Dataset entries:
──────

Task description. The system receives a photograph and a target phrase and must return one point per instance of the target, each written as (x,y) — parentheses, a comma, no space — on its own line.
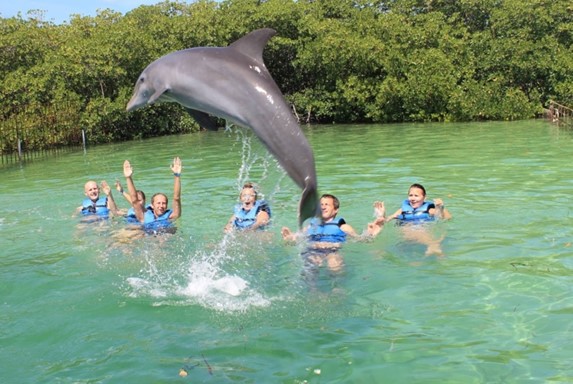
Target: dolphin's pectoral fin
(308,206)
(203,119)
(158,93)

──────

GOAL:
Please rewrite the entries above, replacing "pectoral fin" with "flipper" and keeping everything else unchanged. Leave the pictures out of your version.

SOLUTION TO THE PROBLEM:
Task description. The system receives a photograph and a target phrase and must return one point per instance of the target, each written as (x,y) — parentheses, a comma, no space — on its own line.
Target: dolphin's flipper
(308,206)
(203,119)
(158,93)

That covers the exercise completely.